Text segment –

Think carefully before you do this, however.  Because you could use your points for an Accor voucher instead, you are effectively paying 2 Eurocents per Avios (2,000 Accor points = €40 or 2,000 Iberia Plus Avios). This is very expensive and you would be better off using the points for a hotel stay if possible.

Does Accor Live Limitless run bonus point offers?

The group does not run the sort of regular, back to back, global promotions that we have come to expect from Marriott, Hilton and IHG.  You cannot book an Accor property and automatically expect to be able to take advantage of an offer.

A typical Accor promotion will involve earning double points by booking numerous 2+ night stays during a fixed period, with stays needing to be booked well in advance to qualify. They are not hugely flexible.

See our ‘Hotel Offers‘ page for any current global offers.

Accor Live Limitless review

Do Accor Live Limitless points expire?

Your points will expire exactly 12 months from your last activity.

If you do not have a stay planned, you could eat or drink at an Accor hotel, buy something via the Accor Collections online shopping portal (it can take 2-3 months for points to credit) or transfer in some points from Eurostar, Qatar Privilege Club or Flying Blue.

You can learn more about how to stop Accor Live Limitless points expiring in this article.

Can you upgrade Accor hotels using points?

No – except to the extent that you negotiate a better room for cash at check-in and then use your Accor credit to pay for it.

Are ‘cash and points’ redemptions available?

Yes, to the extent that you can part-pay your room with Accor credit whilst paying cash for the balance.

Written request A – According to the Accor Live Limitless text, when do points expire?
Written request B – Continue the Accor Live Limitless text, picking up after its final sentence.
The listing after this text is not needed for any of the work here.

Supplied data –

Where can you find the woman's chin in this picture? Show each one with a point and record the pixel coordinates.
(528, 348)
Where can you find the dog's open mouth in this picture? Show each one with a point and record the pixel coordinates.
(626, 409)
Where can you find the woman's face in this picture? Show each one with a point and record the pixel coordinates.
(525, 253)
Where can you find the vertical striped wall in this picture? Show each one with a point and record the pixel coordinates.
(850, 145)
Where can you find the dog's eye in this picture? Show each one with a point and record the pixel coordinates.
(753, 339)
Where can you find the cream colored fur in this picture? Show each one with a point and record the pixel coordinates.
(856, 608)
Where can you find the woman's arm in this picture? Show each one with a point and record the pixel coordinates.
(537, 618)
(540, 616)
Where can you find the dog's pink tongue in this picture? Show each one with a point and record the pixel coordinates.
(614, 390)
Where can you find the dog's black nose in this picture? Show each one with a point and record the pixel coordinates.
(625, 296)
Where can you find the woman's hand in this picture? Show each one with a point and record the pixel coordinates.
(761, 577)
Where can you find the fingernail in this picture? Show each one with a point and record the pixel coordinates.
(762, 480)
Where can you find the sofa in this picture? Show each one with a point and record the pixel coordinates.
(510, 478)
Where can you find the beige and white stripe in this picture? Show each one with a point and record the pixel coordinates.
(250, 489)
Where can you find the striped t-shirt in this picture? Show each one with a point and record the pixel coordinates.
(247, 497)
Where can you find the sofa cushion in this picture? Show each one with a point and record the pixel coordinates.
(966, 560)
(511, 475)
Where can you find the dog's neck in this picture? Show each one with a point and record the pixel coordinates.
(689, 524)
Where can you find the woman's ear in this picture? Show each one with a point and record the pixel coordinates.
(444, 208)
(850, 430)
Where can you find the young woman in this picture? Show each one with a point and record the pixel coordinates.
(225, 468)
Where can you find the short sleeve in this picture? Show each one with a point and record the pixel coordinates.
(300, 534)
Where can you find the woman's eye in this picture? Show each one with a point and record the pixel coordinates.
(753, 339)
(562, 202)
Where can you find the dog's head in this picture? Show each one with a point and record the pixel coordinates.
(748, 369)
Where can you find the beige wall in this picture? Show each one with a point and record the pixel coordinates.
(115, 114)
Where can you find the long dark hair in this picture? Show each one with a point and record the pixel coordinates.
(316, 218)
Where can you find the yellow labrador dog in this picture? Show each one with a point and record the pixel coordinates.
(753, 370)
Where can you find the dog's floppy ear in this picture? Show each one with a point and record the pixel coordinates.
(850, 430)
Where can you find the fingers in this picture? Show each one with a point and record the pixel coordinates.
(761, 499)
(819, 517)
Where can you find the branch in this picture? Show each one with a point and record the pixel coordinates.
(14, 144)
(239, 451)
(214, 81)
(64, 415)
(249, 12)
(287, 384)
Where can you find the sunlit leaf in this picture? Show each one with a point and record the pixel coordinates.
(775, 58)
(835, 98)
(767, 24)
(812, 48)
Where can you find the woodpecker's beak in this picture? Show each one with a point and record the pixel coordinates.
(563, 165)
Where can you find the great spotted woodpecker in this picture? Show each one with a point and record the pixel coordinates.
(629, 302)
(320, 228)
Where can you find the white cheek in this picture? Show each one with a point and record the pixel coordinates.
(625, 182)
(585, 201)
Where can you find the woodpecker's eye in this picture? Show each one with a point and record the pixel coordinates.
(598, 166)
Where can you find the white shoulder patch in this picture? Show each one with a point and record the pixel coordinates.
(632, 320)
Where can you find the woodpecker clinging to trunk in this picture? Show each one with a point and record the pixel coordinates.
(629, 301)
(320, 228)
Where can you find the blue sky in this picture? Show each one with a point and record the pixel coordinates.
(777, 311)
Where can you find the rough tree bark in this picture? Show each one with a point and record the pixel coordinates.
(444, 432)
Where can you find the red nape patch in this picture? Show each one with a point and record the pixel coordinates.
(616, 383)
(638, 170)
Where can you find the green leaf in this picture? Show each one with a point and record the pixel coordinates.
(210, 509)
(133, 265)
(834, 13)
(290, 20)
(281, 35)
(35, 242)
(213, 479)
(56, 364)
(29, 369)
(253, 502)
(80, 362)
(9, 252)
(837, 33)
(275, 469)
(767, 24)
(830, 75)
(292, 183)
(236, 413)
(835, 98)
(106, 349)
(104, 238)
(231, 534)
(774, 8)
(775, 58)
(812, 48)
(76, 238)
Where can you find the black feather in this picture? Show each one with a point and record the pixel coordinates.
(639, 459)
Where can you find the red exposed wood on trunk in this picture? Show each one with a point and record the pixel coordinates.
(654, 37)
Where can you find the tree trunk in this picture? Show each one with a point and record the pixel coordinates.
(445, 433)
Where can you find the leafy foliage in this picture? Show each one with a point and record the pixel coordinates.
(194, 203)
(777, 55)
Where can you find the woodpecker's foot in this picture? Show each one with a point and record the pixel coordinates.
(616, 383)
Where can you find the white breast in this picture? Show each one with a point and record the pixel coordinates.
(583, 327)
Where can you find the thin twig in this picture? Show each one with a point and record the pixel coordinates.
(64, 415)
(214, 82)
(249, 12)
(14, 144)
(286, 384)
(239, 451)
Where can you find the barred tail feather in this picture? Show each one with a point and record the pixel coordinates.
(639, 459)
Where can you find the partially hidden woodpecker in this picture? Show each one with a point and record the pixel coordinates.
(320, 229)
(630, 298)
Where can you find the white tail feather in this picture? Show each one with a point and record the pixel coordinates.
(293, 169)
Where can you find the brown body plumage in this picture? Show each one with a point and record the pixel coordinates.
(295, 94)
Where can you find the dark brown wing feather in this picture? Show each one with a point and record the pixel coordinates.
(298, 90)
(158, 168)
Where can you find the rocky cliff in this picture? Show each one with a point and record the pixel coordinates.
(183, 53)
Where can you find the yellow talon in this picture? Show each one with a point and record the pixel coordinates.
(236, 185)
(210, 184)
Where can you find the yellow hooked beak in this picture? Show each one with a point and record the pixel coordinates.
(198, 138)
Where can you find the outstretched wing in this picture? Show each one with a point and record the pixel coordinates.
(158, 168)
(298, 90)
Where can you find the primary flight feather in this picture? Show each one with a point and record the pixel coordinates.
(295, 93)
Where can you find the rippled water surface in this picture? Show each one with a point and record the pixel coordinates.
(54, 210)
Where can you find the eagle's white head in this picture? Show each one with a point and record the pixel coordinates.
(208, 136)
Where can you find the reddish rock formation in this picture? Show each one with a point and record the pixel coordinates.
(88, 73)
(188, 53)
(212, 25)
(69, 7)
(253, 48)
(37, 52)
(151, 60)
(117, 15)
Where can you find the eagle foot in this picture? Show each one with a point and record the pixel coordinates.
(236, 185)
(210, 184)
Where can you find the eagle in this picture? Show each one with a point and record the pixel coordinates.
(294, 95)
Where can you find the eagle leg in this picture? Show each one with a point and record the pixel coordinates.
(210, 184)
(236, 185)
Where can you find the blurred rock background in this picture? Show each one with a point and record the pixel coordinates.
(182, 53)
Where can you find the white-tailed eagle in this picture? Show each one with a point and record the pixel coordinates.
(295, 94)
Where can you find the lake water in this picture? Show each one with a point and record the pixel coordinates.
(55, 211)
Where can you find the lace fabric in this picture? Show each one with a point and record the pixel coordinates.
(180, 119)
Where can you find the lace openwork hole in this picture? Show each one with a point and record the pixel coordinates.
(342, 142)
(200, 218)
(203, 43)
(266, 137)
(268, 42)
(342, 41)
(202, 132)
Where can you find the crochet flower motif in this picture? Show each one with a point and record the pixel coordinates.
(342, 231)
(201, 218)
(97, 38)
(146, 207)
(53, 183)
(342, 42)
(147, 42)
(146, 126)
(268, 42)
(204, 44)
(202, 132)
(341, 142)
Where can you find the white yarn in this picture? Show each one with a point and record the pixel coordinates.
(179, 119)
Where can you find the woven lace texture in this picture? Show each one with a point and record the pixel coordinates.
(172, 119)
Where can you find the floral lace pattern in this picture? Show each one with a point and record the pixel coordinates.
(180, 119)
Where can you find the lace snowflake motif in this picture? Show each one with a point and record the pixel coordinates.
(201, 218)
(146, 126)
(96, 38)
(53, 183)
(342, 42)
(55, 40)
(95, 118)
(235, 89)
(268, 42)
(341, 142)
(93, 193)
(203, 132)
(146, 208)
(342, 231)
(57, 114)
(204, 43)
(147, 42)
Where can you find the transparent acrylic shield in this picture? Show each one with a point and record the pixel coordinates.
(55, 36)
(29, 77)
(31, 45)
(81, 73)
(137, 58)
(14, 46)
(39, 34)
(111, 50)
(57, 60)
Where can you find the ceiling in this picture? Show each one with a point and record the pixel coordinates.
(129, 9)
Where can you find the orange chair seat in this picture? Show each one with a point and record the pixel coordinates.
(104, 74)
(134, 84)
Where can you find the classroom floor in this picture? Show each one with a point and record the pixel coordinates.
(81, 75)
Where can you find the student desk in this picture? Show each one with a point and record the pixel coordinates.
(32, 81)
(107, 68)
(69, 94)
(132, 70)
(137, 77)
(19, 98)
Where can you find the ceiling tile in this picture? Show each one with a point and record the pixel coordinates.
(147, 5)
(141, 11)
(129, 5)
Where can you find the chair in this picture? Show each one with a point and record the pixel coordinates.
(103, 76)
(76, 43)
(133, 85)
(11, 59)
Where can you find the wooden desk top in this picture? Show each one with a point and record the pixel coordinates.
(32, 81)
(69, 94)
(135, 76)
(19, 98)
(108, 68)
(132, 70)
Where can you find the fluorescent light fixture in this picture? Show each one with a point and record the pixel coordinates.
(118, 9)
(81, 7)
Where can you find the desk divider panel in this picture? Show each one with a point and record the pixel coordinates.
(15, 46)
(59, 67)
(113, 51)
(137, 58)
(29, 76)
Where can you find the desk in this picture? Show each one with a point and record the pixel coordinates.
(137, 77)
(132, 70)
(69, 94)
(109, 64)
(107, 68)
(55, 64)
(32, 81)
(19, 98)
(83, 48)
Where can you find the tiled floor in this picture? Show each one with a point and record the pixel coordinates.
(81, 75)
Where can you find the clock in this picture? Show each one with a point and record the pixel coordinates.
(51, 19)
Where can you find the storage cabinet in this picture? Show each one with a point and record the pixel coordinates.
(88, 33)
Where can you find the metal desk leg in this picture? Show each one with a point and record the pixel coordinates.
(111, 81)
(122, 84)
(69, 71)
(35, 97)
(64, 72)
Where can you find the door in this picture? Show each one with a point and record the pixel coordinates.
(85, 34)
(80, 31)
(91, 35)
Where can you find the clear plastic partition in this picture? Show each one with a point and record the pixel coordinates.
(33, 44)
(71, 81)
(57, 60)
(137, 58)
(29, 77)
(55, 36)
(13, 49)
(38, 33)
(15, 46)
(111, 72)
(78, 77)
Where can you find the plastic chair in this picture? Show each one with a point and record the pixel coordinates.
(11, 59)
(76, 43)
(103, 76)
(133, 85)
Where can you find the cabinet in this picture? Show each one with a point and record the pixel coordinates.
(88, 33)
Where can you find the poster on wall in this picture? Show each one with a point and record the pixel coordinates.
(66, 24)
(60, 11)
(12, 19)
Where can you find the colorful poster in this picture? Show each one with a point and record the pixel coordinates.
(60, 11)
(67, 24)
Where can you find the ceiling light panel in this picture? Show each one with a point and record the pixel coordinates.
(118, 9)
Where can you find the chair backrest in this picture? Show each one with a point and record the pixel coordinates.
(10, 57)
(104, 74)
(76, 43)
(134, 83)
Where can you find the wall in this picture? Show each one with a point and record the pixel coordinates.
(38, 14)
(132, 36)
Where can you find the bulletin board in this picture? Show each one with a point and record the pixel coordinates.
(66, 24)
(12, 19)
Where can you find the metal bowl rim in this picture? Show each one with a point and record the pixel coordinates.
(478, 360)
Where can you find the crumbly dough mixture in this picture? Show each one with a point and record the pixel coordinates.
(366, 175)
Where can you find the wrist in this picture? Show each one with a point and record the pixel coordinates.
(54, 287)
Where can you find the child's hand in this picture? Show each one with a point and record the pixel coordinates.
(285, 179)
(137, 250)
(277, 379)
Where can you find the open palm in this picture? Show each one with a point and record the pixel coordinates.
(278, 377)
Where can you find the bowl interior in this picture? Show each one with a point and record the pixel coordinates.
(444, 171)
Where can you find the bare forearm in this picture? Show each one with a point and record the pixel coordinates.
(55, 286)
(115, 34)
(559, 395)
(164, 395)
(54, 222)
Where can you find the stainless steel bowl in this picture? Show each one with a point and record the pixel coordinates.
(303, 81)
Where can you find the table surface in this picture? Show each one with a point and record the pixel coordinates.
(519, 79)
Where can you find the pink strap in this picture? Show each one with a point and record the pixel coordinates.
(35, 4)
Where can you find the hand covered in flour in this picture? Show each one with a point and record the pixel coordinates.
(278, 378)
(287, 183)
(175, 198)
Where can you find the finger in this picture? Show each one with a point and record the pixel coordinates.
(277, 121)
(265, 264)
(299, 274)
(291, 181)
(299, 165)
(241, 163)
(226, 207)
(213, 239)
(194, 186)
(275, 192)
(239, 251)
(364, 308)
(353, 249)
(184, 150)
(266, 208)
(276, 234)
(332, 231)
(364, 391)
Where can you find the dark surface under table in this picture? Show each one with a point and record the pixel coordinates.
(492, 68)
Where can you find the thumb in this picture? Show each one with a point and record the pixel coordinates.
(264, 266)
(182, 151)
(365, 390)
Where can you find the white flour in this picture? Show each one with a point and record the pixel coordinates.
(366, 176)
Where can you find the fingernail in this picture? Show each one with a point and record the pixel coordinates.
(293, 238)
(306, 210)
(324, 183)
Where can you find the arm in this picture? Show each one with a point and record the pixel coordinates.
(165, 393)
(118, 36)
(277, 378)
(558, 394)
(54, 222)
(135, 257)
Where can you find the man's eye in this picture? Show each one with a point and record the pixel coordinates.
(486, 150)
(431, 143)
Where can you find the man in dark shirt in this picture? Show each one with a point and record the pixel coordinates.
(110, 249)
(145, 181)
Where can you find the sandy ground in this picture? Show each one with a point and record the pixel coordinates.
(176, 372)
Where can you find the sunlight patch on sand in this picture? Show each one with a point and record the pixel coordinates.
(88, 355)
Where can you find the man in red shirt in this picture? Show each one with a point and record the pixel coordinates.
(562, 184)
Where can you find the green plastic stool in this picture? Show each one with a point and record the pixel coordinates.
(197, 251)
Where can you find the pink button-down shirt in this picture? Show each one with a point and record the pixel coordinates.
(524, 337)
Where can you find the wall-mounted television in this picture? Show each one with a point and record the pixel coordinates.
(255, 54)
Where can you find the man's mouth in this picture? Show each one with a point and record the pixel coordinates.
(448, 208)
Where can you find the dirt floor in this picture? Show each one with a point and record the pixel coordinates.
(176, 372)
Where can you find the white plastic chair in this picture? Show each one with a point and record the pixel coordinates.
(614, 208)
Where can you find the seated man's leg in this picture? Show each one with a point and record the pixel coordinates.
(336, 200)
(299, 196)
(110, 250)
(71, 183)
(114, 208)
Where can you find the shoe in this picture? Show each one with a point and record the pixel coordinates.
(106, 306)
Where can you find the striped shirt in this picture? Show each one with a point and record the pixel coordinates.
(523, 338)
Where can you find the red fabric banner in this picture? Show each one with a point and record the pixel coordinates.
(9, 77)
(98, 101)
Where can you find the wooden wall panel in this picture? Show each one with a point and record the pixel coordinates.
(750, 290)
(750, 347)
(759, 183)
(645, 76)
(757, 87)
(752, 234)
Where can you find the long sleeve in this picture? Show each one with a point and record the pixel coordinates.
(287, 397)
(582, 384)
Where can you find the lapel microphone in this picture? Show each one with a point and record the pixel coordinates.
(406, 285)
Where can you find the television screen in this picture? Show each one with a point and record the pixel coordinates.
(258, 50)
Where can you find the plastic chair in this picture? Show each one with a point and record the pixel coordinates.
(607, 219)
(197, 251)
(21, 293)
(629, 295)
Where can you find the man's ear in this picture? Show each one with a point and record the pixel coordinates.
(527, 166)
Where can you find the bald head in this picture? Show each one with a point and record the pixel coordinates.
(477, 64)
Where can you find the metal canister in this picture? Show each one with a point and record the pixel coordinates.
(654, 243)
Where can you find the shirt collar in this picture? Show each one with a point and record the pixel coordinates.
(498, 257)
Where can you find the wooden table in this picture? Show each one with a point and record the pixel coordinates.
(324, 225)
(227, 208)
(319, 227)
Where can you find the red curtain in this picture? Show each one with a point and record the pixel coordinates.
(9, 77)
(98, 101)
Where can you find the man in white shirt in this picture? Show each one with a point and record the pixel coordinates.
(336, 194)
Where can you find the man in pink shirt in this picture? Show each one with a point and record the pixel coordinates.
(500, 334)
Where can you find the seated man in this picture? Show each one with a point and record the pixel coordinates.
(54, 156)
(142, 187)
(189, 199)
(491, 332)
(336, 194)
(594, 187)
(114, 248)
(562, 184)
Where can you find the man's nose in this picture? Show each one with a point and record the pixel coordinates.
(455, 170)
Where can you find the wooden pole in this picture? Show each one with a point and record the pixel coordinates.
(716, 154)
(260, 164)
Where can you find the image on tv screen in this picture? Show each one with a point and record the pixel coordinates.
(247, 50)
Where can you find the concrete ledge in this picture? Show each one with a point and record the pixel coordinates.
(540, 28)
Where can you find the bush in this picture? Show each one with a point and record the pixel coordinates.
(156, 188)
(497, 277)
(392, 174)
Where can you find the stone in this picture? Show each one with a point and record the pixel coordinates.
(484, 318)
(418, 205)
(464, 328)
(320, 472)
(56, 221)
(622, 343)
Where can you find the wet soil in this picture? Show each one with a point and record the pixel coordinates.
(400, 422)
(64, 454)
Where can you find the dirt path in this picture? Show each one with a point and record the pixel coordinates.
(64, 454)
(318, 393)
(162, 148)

Output A – Exactly 12 months from your last activity.

Output B –
Can you transfer Accor Live Limitless points to airline miles?

Accor points can be transferred to a number of airlines.

Uniquely among major hotel programmes, Accor has different exchange rates for different airlines. British Airways is 2:1 whilst Iberia is 1:1 so you should ALWAYS move your Accor points to Iberia Plus. You can then use ‘Combine My Avios’ to move them to your British Airways account.

Because you could use your points for an Accor voucher instead, you are effectively paying 2 Eurocents per Avios (2,000 Accor points = €40 or 2,000 Iberia Plus Avios). This is very expensive and you would be better off using the points for a hotel stay if possible.

Accor Live Limitless reviewed

Can I earn Avios directly without collecting points?

Yes, see ba.com here. You can earn Avios by showing your British Airways Executive Club card at check-in. The amount will depend on which brand you are staying with – it is 1.25 Avios per €1 with the upper end brands.

You will not earn any Accor Live Limitless points. However, you must still be a member of Accor Live Limitless in order to do this.

What are the Accor Live Limitless UK credit card partnerships?

Can you get elite status with a UK credit card?  No – but you can buy an ibis Business loyalty card for £65 which comes with Gold status.

Is there an Accor credit card in the UK?  No

Is Accor an American Express Membership Rewards partner?  No. In theory you could transfer to Avios at 1:1, move them to Qatar Privilege Club at 1:1 and then transfer to Accor at 4:1 but this is a massive loss of value.  The same applies to routing American Express points to Club Eurostar or Flying Blue.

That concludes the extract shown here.